# SUPPLIED PASSAGE
Prenatal Testing Services

As you prepare for parenthood or decide whether it's right for you, you have a lot to consider. Our prenatal testing services provide the information and reassurance you need to decide what's best for you. We offer a full range of prenatal screening tests based on your health and wishes.

Our Prenatal Testing and Screening

Our goal is to help you make informed decisions about the seemingly endless choices you have. Our prenatal testing detects health conditions that may affect you and your unborn baby. With this knowledge, you can begin treatment as soon as possible. Earlier treatment can increase your chances for a healthy pregnancy and baby.

Our services include:

Genetic counseling gives you information about your risk of passing down genetic conditions or birth defects to your child. This may be the first step you take before prenatal testing.

In serum integrated screening, we draw the mother's blood to look for birth defects, such as Down syndrome and spina bifida. The screening involves two blood tests that take place during different stages of pregnancy:

  • First trimester: 10 to 13 weeks of pregnancy
  • Second trimester: 15 to 20 weeks of pregnancy

Noninvasive prenatal screening involves drawing the mother's blood to understand the risk for birth defects, such as Down syndrome. This screening is not used to diagnose birth defects.

# WHAT TO DO
1. Answer these from the prenatal testing page:
(a) During which weeks of pregnancy is the first-trimester blood test in serum integrated screening given?
(b) According to the page, what does genetic counseling give you information about?
(c) Is noninvasive prenatal screening used to diagnose birth defects?
2. Transcribe the prenatal testing page between "As you prepare" and "health and wishes.", inclusive.
3. Pick up the prenatal testing page after its last sentence and keep writing.
The rows that follow this text play no part in the work here.

# SOURCE MATERIAL
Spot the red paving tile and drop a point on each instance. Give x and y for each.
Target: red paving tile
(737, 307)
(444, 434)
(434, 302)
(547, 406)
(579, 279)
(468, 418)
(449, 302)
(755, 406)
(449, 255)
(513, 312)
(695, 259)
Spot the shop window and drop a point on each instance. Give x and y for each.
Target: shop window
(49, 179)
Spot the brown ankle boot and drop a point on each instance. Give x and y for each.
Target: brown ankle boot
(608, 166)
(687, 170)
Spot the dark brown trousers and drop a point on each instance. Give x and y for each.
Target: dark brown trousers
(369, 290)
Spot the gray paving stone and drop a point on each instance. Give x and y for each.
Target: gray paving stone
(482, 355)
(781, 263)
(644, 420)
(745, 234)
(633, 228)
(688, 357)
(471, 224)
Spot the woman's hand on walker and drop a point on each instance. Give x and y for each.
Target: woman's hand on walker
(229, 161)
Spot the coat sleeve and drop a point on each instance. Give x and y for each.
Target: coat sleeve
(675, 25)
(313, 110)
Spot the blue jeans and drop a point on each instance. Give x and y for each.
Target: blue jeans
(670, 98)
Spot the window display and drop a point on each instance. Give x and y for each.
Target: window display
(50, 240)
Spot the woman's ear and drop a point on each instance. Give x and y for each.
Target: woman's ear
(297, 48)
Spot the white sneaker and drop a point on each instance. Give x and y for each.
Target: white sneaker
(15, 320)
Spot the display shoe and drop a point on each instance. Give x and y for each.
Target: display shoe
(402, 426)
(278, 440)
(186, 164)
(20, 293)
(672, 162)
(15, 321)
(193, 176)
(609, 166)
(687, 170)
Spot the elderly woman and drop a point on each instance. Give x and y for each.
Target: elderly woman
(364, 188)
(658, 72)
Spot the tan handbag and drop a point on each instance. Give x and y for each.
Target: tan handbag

# PER-TASK OUTPUTS
1.
(a) 10 to 13 weeks of pregnancy
(b) Your risk of passing down genetic conditions or birth defects to your child
(c) No

2.
As you prepare for parenthood or decide whether it's right for you, you have a lot to consider. Our prenatal testing services provide the information and reassurance you need to decide what's best for you. We offer a full range of prenatal screening tests based on your health and wishes.

3.
If these test results show there is a chance your baby has a genetic condition, then you and your doctor may decide to proceed with additional testing. These tests include chorionic villus sampling and amniocentesis.

In AFP testing, we draw the mother's blood to look for birth defects, such as spina bifida. High levels of AFP (alpha-fetoprotein) often mean the unborn baby has a birth defect. AFP testing can also be used to screen for some common chromosomal abnormalities.

All unborn babies produce alpha-fetoprotein (AFP). AFP then appears in the mother's blood. Higher-than-normal levels for the mother's stage of pregnancy show that the baby may have an issue.

Pregnancy ultrasound, or a sonogram, gives you and your doctor pictures of your unborn baby. It is a routine prenatal test that serves many purposes, such as confirming pregnancy and checking your baby's growth and development.

Types of pregnancy ultrasound include:

  • Nuchal translucency test (first trimester ultrasound)
  • Fetal anatomy survey (level 2 ultrasound, 20-week ultrasound, 2-week anatomy scan)
  • Growth ultrasound (growth scan)
  • Doppler assessment (fetal Doppler)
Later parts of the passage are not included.